任务列表
1. 在 Codeforces Round #667 (Div. 3) 题解中，B 题代码前给出的思路是什么？
2. 把 Codeforces Round #667 (Div. 3) 题解中从“#define se second”到“per(i,a,b) for(int i=(a);i>=(b);--i)”的部分原样复制出来，首尾两处都包括在内。
3. 从最后一行之后续写 Codeforces Round #667 (Div. 3) 题解。

所给文本
________________________________________

Codeforces Round #667 (Div. 3)

A

#include <bits/stdc++.h>
#define all(n) (n).begin(), (n).end()
#define se second
#define fi first
#define pb push_back
#define mp make_pair
#define sqr(n) (n)*(n)
#define rep(i,a,b) for(int i=(a);i<=(b);++i)
#define per(i,a,b) for(int i=(a);i>=(b);--i)
#define IOS ios::sync_with_stdio(false);cin.tie(nullptr);cout.tie(nullptr)
using namespace std;
typedef long long ll;
typedef pair<int, int> PII;
typedef pair<ll, ll> PLL;
typedef vector<int> VI;
typedef double db;
 
const int N = 1e5 + 5;
 
int n, m, _, k;
 
int main() {
    IOS;
    for (cin >> _; _; --_) {
        cin >> n >> m;
        n = abs(n - m);
        if(!n) cout << 0 << '\n';
        else cout << ((n - 1) / 10 + 1) << '\n';
    }
    return 0;
}

B

设个函数求导, 发现减的越多越好

#include <bits/stdc++.h>
#define all(n) (n).begin(), (n).end()

________________________________________

数据集中的记录:

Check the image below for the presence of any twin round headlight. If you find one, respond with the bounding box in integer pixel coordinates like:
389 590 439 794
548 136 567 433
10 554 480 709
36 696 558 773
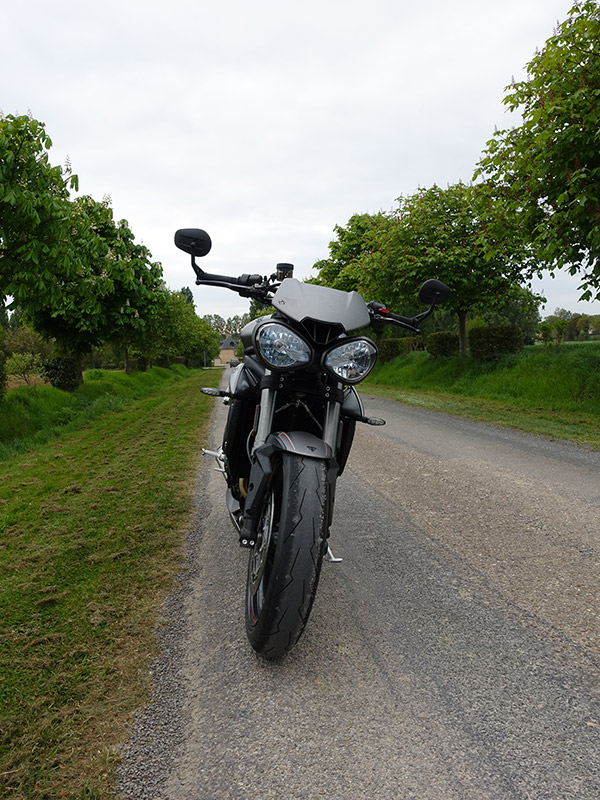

________________________________________

逐题结果
1. 设个函数求导，发现减的越多越好。

2.
#define se second
#define fi first
#define pb push_back
#define mp make_pair
#define sqr(n) (n)*(n)
#define rep(i,a,b) for(int i=(a);i<=(b);++i)
#define per(i,a,b) for(int i=(a);i>=(b);--i)

3.
#define se second
#define fi first
#define pb push_back
#define mp make_pair
#define sqr(n) (n)*(n)
#define rep(i,a,b) for(int i=(a);i<=(b);++i)
#define per(i,a,b) for(int i=(a);i>=(b);--i)
#define IOS ios::sync_with_stdio(false);cin.tie(nullptr);cout.tie(nullptr)
using namespace std;
typedef long long ll;
typedef pair<int, int> PII;
typedef pair<ll, ll> PLL;
typedef vector<int> VI;
typedef double db;
 
const int N = 1e5 + 5;
 
int n, m, _, k;
 
int main() {
    IOS;
    for (cin >> _; _; --_) {
        ll a, b, x, y, n; cin >> a >> b >> x >> y >> n;
        ll c = min(n, a - x);
        ll a1 = a - c, b1 = max(b - n + c, y);
        c = min(n, b - y);
        ll b2 = b - c, a2 = max(a - n + c, x);
        if (a1 * b1 < a2 * b2) cout << a1 * b1 << '\n';
        else cout << b2 * a2 << '\n'; 
    }
    return 0;
}

C

这里是薄弱, 花太多时间了

#include <bits/stdc++.h>
#define all(n) (n).begin(), (n).end()
#define se second
#define fi first
#define pb push_back
#define mp make_pair
#define sqr(n) (n)*(n)
#define rep(i,a,b) for(int i=(a);i<=(b);++i)
#define per(i,a,b) for(int i=(a);i>=(b);--i)
#define IOS ios::sync_with_stdio(false);cin.tie(nullptr);cout.tie(nullptr)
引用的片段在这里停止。